[Coordinate labeling records]
○ ○ ○ ○ ○
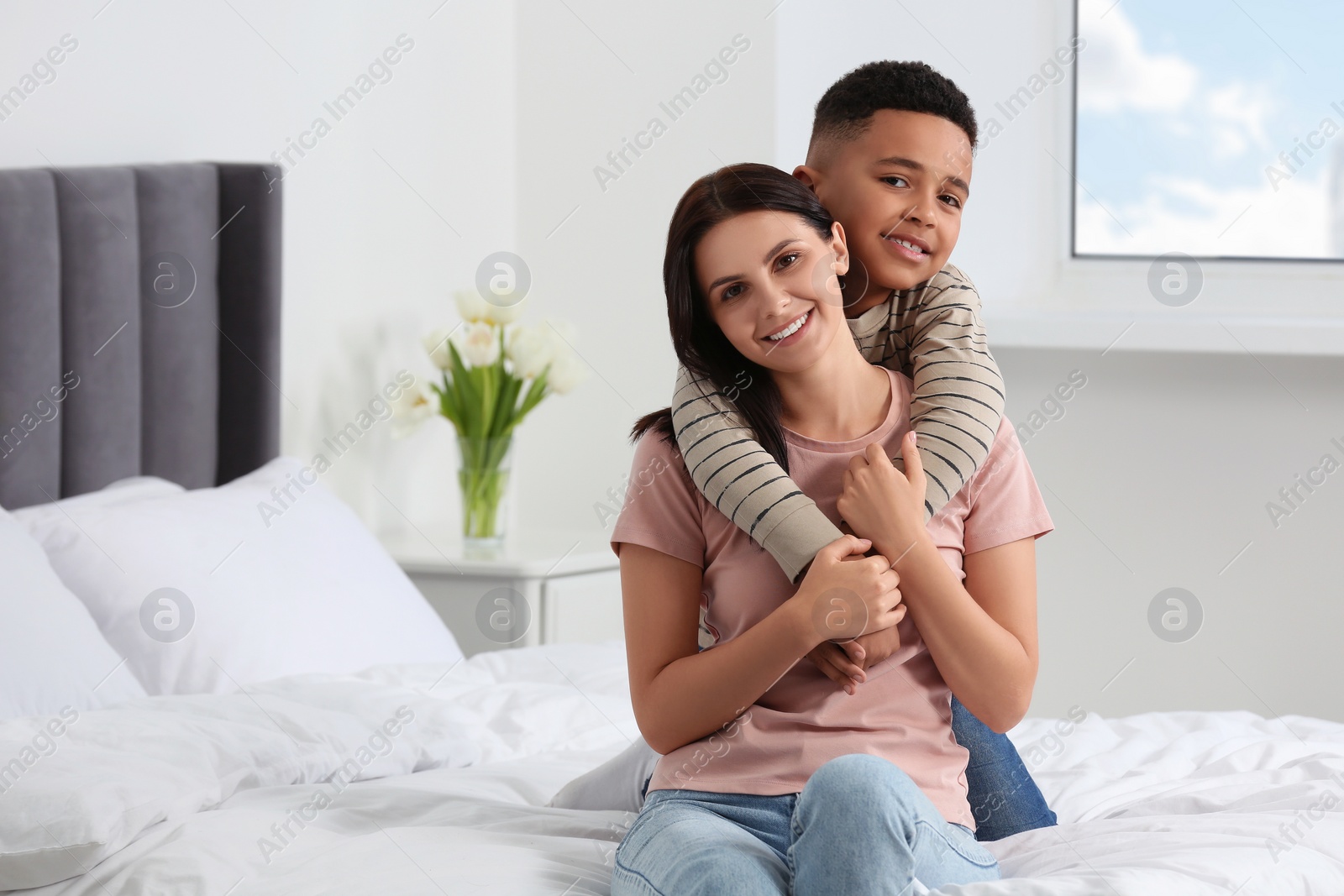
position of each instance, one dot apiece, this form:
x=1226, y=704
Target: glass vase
x=483, y=479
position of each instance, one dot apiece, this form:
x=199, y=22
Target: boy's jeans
x=1005, y=799
x=859, y=826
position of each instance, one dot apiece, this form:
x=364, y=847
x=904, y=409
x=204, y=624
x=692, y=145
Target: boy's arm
x=938, y=340
x=743, y=479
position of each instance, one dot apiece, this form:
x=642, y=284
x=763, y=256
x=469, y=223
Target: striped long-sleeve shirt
x=933, y=335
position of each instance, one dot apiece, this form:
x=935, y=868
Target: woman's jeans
x=859, y=826
x=1003, y=797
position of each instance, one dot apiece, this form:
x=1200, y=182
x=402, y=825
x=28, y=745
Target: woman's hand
x=880, y=503
x=847, y=663
x=846, y=594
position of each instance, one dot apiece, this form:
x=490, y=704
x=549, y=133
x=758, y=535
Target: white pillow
x=51, y=656
x=617, y=783
x=261, y=578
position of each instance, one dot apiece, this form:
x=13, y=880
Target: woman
x=774, y=779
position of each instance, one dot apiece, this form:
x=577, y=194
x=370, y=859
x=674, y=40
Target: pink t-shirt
x=904, y=711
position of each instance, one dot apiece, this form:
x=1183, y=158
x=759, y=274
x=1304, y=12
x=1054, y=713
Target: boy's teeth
x=790, y=331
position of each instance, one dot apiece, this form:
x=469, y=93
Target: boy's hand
x=847, y=663
x=884, y=504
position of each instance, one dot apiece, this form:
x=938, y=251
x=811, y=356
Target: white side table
x=544, y=586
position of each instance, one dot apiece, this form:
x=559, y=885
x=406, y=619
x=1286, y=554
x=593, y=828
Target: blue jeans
x=1005, y=799
x=859, y=826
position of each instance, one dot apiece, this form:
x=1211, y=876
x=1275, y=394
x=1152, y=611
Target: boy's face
x=905, y=181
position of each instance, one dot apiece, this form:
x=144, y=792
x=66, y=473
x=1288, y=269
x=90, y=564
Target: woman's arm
x=984, y=645
x=682, y=694
x=981, y=634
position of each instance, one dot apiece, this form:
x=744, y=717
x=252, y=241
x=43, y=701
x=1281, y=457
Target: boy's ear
x=810, y=176
x=837, y=246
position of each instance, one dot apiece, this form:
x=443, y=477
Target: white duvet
x=433, y=779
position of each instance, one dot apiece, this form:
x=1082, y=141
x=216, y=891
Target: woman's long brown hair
x=698, y=342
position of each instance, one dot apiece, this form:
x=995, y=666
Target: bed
x=264, y=732
x=1179, y=802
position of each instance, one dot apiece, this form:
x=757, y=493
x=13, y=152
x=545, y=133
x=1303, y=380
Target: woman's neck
x=839, y=398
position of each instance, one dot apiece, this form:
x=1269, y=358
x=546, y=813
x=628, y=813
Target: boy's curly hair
x=846, y=109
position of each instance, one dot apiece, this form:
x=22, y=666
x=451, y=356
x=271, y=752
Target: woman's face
○ ○ ○ ○ ○
* [Set exercise] Write out the records again, starting at the beginning and ending at the line that contains "x=261, y=578", with both of those lines included. Keep the requests and their sample coordinates unchanged. Multiply every coordinate in the answers by 2.45 and round to whole numbers, with halves going up. Leave the pictures out.

* [Exercise result]
position of each instance, one dot apiece, this form:
x=1226, y=704
Target: glass vase
x=1183, y=1174
position of each instance, one dot apiece, this form:
x=199, y=22
Target: boy's jeans
x=2462, y=1958
x=2105, y=2024
position of each instance, one dot apiece, this form:
x=364, y=847
x=904, y=409
x=204, y=624
x=692, y=145
Target: boy's arm
x=2298, y=833
x=1820, y=1174
position of each instance, one dot apiece, this form:
x=642, y=284
x=763, y=256
x=469, y=223
Target: striped long-sleeve shirt
x=2286, y=821
position of each instance, one dot apiece, this form:
x=935, y=868
Target: woman's jeans
x=2105, y=2024
x=2457, y=1953
position of each instance, one dot apiece, this form:
x=1200, y=182
x=402, y=825
x=28, y=745
Target: woman's hand
x=2156, y=1232
x=2075, y=1624
x=2073, y=1455
position of each instance, one dot apiece, this form:
x=490, y=704
x=549, y=133
x=758, y=535
Target: white pillow
x=125, y=1607
x=1512, y=1918
x=639, y=1416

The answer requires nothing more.